• [DATASET ROWS]
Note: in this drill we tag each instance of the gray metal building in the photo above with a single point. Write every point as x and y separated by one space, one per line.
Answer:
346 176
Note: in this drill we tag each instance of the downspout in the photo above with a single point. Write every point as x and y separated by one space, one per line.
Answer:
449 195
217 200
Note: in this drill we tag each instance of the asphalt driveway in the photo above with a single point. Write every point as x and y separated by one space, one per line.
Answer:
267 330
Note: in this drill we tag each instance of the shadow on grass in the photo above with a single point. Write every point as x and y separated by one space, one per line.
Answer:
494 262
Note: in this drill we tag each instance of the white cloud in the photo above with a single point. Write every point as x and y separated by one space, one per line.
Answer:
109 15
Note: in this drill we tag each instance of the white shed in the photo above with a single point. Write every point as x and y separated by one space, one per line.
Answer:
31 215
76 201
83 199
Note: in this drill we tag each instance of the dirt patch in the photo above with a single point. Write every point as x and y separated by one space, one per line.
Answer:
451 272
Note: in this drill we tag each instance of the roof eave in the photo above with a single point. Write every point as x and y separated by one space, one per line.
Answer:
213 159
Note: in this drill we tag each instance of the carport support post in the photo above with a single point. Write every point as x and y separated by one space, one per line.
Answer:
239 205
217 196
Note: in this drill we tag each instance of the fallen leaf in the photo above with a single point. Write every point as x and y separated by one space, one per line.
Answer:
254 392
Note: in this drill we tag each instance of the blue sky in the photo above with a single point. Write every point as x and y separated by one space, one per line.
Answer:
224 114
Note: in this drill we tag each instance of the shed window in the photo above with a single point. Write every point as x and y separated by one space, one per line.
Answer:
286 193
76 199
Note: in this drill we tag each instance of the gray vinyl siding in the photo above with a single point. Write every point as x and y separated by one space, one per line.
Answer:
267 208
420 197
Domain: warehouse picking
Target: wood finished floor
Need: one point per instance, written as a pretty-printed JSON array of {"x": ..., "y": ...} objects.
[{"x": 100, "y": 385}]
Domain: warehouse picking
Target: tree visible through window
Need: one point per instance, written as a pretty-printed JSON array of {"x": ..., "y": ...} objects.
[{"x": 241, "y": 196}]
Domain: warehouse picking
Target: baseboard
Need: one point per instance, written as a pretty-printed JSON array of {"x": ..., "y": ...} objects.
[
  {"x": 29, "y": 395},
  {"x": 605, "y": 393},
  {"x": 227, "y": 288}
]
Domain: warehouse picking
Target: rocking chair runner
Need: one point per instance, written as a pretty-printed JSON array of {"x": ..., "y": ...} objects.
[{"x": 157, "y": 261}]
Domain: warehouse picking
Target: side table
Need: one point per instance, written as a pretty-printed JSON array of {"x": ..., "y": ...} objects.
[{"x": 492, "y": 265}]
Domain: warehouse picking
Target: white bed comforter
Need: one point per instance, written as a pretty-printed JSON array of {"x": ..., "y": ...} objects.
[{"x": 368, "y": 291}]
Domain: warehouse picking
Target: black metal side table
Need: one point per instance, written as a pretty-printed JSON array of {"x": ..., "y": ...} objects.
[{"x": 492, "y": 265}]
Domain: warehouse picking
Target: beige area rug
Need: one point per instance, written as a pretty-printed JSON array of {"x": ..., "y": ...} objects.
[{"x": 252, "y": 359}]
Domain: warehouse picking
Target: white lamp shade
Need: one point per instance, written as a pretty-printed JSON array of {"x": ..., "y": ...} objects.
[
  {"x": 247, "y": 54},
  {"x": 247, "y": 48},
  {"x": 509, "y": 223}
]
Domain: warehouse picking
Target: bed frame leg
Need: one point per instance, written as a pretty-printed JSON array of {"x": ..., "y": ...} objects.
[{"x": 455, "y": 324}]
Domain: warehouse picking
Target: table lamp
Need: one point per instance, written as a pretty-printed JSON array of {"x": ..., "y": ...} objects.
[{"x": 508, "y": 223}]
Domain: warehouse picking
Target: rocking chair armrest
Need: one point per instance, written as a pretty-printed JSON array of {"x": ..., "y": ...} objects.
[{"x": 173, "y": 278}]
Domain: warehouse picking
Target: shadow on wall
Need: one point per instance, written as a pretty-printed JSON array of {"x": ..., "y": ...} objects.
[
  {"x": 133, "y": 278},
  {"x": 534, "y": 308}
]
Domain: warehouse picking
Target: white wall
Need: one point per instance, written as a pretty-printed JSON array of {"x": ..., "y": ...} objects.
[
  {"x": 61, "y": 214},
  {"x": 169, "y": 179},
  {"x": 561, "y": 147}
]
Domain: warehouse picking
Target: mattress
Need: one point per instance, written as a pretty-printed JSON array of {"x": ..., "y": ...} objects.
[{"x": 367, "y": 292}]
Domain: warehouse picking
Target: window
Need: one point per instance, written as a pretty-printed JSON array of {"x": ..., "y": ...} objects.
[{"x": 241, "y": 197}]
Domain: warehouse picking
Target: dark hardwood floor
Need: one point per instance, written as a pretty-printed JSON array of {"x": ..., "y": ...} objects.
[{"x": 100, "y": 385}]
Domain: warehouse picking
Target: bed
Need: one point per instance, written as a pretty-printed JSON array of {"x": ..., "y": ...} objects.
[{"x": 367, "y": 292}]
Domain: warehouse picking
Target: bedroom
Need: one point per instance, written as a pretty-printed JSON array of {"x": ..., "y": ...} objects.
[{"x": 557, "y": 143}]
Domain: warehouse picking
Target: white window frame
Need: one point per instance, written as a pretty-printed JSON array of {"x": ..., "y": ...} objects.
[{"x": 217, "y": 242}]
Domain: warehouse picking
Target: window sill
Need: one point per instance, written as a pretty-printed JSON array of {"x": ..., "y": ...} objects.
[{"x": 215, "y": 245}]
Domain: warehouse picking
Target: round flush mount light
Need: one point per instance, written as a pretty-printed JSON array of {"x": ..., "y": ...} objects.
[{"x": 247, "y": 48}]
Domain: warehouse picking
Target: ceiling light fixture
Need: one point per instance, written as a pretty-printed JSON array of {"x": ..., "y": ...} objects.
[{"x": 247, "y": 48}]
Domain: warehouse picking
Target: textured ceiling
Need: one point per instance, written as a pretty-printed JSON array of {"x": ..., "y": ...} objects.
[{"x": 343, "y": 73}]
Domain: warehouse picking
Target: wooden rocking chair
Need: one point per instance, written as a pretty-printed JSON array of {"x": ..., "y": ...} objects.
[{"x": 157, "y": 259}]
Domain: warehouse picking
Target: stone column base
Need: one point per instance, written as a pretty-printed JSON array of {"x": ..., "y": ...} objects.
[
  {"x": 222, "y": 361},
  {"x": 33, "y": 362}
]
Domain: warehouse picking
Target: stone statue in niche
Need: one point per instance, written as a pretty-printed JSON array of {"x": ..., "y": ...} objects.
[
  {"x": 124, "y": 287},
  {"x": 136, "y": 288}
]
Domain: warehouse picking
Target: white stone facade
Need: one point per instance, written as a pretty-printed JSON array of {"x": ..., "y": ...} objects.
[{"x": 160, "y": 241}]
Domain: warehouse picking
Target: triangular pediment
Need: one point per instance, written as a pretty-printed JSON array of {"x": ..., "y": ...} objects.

• [SHORT PROBLEM] Pull out each line of the listing above that contains the string "shadow", matching case exactly, and copy those lines.

• [COMPLETE ANSWER]
Note: in this drill we tag each instance of the shadow on grass in the photo above with a single point. Write every point as x and y separated by one space, one per line.
Target: shadow on wall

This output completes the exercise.